__Goal of the exercise__.
Reproduce each record verbatim, images excluded.
········
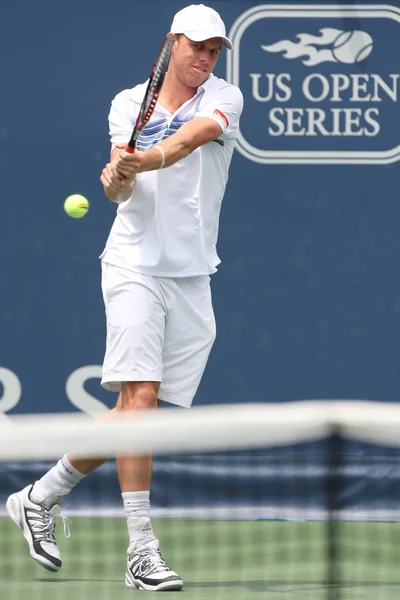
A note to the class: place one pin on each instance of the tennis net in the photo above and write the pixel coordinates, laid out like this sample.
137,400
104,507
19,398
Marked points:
264,501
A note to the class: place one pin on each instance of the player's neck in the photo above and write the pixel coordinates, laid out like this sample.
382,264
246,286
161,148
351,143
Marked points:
174,94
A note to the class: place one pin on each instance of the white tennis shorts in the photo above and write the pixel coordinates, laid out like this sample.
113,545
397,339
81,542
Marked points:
158,329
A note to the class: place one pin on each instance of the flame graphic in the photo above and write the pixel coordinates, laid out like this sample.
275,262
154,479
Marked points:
307,47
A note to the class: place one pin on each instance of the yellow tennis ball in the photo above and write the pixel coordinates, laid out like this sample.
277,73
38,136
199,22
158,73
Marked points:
76,206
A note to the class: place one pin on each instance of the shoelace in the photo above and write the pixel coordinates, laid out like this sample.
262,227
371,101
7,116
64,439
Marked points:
44,530
151,560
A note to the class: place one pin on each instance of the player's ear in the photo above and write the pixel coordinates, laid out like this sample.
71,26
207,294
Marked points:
176,41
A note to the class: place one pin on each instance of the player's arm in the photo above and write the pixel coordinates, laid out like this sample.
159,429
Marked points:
179,145
117,187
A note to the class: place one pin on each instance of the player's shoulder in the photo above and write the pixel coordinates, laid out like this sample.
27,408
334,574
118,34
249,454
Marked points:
135,94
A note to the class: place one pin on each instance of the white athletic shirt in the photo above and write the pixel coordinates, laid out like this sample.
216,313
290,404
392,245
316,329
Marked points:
169,226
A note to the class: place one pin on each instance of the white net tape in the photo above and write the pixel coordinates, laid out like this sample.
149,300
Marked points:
206,428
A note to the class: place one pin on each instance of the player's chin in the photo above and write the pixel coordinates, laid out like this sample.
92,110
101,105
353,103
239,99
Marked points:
197,78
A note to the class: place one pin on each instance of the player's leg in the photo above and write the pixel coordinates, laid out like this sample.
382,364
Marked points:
189,337
146,569
136,316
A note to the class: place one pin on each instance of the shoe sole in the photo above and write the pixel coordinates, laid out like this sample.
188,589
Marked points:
167,586
12,503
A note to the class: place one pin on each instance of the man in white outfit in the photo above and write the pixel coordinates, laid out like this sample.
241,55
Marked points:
156,269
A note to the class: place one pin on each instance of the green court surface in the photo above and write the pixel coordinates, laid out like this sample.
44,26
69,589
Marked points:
221,560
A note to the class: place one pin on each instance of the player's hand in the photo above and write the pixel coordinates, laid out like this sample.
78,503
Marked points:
112,180
129,164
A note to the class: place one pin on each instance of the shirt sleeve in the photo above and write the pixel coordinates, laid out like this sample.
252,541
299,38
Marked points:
121,119
225,107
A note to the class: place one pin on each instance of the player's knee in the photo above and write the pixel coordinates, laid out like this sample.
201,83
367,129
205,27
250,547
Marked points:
138,396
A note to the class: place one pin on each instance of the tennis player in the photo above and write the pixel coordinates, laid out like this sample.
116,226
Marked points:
156,270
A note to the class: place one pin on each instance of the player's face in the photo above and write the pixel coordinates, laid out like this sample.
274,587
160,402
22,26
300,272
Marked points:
195,61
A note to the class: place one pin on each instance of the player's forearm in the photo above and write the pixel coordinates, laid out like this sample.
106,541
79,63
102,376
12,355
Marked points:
173,149
121,196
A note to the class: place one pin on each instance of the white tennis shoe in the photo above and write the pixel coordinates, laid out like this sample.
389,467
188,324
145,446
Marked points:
37,524
147,570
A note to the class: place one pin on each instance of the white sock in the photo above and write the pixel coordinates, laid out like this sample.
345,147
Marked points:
137,512
56,483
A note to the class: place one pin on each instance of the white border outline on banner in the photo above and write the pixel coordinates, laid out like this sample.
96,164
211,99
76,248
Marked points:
306,10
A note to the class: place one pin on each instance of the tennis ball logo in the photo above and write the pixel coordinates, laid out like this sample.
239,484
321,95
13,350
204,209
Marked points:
352,47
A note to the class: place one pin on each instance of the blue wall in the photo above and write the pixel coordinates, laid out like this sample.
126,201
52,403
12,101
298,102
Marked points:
307,298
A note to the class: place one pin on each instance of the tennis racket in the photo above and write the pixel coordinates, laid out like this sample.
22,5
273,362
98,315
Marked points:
160,68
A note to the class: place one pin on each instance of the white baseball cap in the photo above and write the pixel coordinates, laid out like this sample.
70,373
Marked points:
199,23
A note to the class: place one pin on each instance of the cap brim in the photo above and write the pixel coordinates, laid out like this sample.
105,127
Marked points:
········
__Answer__.
A note to the class: place one pin on each instance of the tennis net in the photo above and write the pixel coordinates, laid out like this sample.
137,400
104,507
19,398
Marked points:
264,501
A note to the class: place one pin on each instance of the player's neck in the photo above and write the pixel coordinates, laid out like this sample.
382,264
246,286
161,148
351,143
Marked points:
174,94
A note to the class: place one pin on each instance of the white tennis shorts in the photo above and write the pixel coordinates, laid out like this sample.
113,545
397,339
81,542
Marked points:
158,329
A note to the class: place one pin on each instance of the flame graphic in the photo above and write the pixel coordinates, laid out like this sample.
275,262
154,479
Marked points:
307,47
A note to the class: place one pin on each instance of the yellow tennis ball in the photo above and write the pixel coordinates, laid out like this sample.
277,73
38,136
199,22
158,73
Marked points:
76,206
A note to the class: place one pin on each instance of the shoelace in the photo above and write the pixel coordinates, laid out like this sample.
262,227
371,101
7,116
64,439
Marked points:
44,530
151,560
A note to the class: place one pin on each instance of the player's ear in the photo above and write the pixel coordinates, laid out like this sample.
71,26
207,294
Marked points:
176,41
A note to the class: place one pin on each instance of the player's arm in the photo above and write the pixel coordinates, laid out like this sample.
159,429
Marked points:
179,145
117,187
A note to the class: place one pin on each instance of the player's shoulder in the photo above and write the pixel coordinates, laid out like this sample.
27,408
334,574
118,34
249,454
Marked points:
135,94
A note to the class: place one pin on each instance of the white athletic shirt in the photo above and write the pixel coordinates, laid out like this sample.
216,313
290,404
392,245
316,329
Marked points:
169,226
A note to the class: place one pin on each instance of the white net tape in the photo above and write the pixel coordinates, laid out like this sample.
149,300
Marked points:
206,428
A note to the class: place one pin on each instance of the player's chin in the photo above and write the pixel coordinates, laid out like this sample.
92,110
101,105
353,103
239,99
Marked points:
197,78
A note to the class: place one pin on each instance of the player's leg in the photo above and write the pixel coordinates, laid out like this sample.
382,364
Marked points:
189,337
146,569
136,316
A note to the class: place one pin on each instance of the shoe sole in the photo above and write the pixel coordinates, laid out like this sample.
188,589
Marked points:
167,586
12,503
A note to the class: place one pin on each instance of the man in white outfit in the photo above and write the pixel coordinates, laid out like this sample.
241,55
Marked points:
156,269
A note to the class: place one pin on each instance of the green court surface in the photo above and write the pixel coordinates, laid out like this sample.
44,26
69,589
Marked points:
221,560
A note to the class: place one pin on each instance of the player's hand in the photo above and write the pixel coordinates, laid out like this sample.
78,503
Marked points:
112,180
129,164
A note to the class: place one pin on each instance of the shirt sleeve in the photo above and write the pixel coordinates, laid out like this sample.
252,541
299,38
Marked points:
121,119
225,107
A note to the class: place one pin on each instance of the player's knee in the photo above and write the pixel coordinates, laid out like this sample.
201,83
367,129
205,27
250,547
Marked points:
138,396
A note to the class: place one pin on each instance of the tennis player in the photo above and write the pixel coordinates, laid out like this sample.
116,226
Marked points:
156,270
A note to the class: place one pin on each instance of the player's face in the photo above and write the pixel coordinates, laid out like this sample.
274,587
160,402
22,26
300,272
Marked points:
195,61
A note to the class: place one pin on each instance of the player's forearm in the photo above and write the pixel coordinates, laid out like this sample.
106,541
79,63
102,376
12,355
Marked points:
173,149
121,196
A note to the class: place one pin on each instance of the white tennis shoe in the photo above and write the pixel coordinates, laid out like this sample.
389,467
188,324
145,446
Marked points:
37,524
147,570
A note to the class: place one pin on each instance of the white sock in the photo above and write the pixel coordinates, laid out like this sample.
345,147
Marked points:
137,512
56,483
A note to the class: place one pin on each instance of the white border outline on banner in the photo above and write the pixel coordinates, laid out like this sample.
96,164
211,99
76,248
Marked points:
306,10
A note to the class: place one pin on each instance of the tennis ball logo in the photo above and write the pixel coordinates, laid out like this sample.
239,484
321,95
13,350
204,209
Marked points:
352,47
A note to the class: place one pin on each instance of the blue wall in the photo above and write the pixel coordinates, laid out like this sample.
126,201
52,403
12,101
298,102
Marked points:
307,298
A note to the class: place one pin on each instance of the tennis racket in the photo above and write the pixel coordinates, laid out like this sample.
22,5
273,362
98,315
Marked points:
160,68
A note to the class: place one pin on each instance of the white baseball cap in the photo above and write the pixel coordinates, laid out like this sample.
70,373
Marked points:
199,23
A note to the class: place one pin on each instance of the cap brim in the photo above and write the pixel coordinates, laid out like this sample.
105,127
Marked points:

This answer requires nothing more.